■ WRITTEN REQUEST ■
Locate every line in the listing below that contains the word "whipped" and copy each of those lines.

Records from a dataset:
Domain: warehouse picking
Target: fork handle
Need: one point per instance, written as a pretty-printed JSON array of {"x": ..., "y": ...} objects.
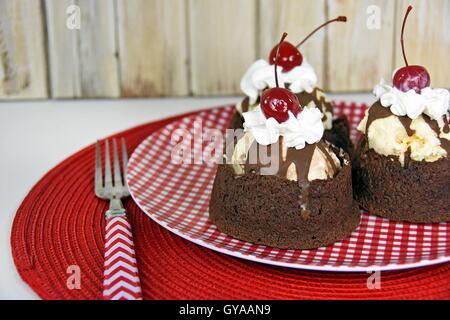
[{"x": 120, "y": 277}]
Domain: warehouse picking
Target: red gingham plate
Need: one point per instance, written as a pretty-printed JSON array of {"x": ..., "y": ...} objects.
[{"x": 177, "y": 197}]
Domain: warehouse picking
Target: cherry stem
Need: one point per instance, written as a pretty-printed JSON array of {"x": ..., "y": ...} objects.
[
  {"x": 403, "y": 30},
  {"x": 276, "y": 57},
  {"x": 338, "y": 19}
]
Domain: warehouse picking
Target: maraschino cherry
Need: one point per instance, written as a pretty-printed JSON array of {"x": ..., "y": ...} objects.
[
  {"x": 277, "y": 102},
  {"x": 410, "y": 77},
  {"x": 290, "y": 56}
]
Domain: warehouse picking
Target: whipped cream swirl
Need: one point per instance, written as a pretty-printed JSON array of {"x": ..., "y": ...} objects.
[
  {"x": 260, "y": 75},
  {"x": 307, "y": 127},
  {"x": 432, "y": 102}
]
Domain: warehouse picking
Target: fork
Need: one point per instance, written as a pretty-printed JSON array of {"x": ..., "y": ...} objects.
[{"x": 120, "y": 274}]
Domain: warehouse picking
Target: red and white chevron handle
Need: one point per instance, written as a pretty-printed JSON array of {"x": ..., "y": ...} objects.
[{"x": 121, "y": 278}]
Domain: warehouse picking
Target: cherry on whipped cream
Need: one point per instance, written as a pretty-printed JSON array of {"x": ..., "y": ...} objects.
[
  {"x": 277, "y": 102},
  {"x": 289, "y": 55},
  {"x": 410, "y": 77}
]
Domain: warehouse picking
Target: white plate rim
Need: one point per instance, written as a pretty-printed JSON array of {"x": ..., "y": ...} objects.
[{"x": 237, "y": 254}]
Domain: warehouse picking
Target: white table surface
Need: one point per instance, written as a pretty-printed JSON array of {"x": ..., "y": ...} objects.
[{"x": 36, "y": 136}]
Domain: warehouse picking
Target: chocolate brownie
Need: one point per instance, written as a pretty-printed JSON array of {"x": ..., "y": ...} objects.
[
  {"x": 268, "y": 209},
  {"x": 416, "y": 193}
]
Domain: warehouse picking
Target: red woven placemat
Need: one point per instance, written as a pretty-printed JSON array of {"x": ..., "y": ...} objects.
[{"x": 60, "y": 224}]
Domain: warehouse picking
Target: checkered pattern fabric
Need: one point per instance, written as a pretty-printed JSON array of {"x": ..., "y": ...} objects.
[{"x": 177, "y": 197}]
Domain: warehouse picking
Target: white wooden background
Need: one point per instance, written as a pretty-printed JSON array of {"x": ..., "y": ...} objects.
[{"x": 142, "y": 48}]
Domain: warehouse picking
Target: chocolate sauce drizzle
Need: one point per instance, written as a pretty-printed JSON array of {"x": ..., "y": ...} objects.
[
  {"x": 377, "y": 111},
  {"x": 305, "y": 98},
  {"x": 300, "y": 158}
]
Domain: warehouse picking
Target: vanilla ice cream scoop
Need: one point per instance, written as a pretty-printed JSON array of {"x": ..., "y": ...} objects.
[
  {"x": 414, "y": 129},
  {"x": 277, "y": 159}
]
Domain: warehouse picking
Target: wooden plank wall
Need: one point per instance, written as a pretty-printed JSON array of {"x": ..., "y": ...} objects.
[{"x": 149, "y": 48}]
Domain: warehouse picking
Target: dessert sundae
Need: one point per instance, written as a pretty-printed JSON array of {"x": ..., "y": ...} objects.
[
  {"x": 402, "y": 166},
  {"x": 296, "y": 74},
  {"x": 283, "y": 184}
]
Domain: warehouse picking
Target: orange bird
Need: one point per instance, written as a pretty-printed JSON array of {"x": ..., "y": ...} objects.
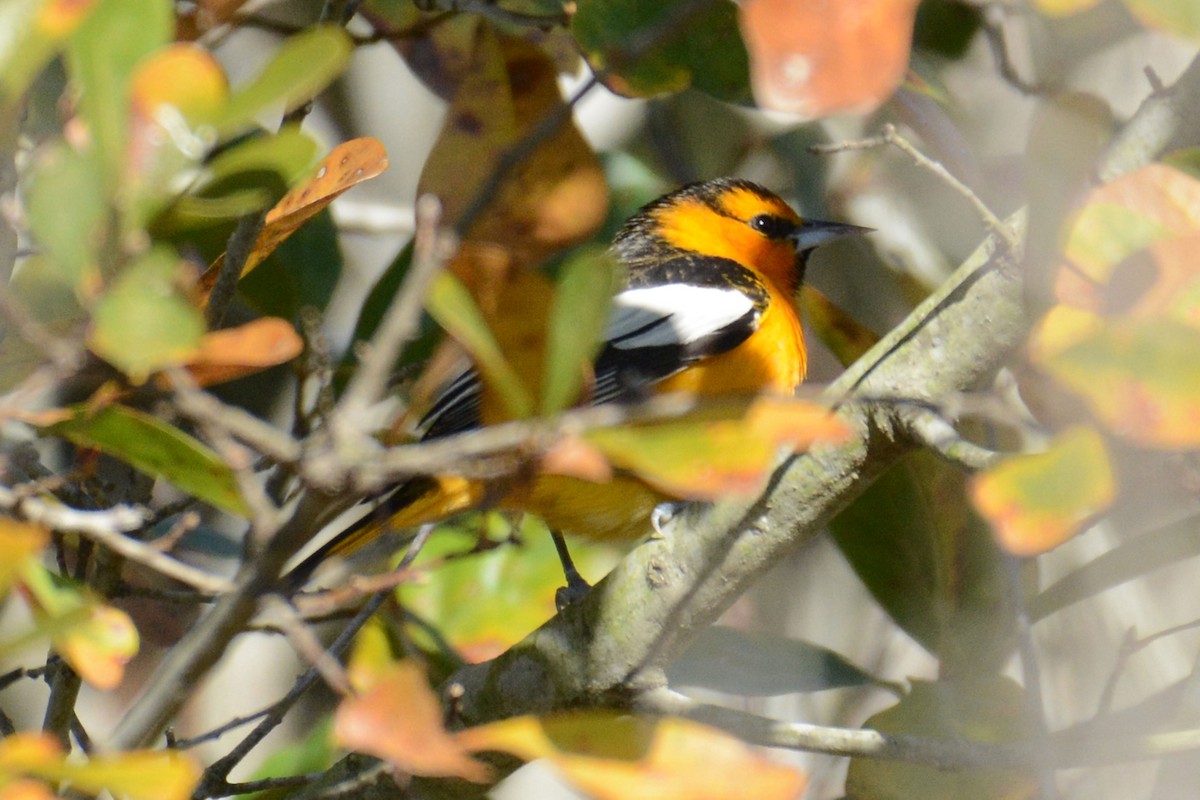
[{"x": 708, "y": 307}]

■ RESPONSE FOR THIS EXERCISE ■
Target: whipped cream swirl
Target: cherry on whipped cream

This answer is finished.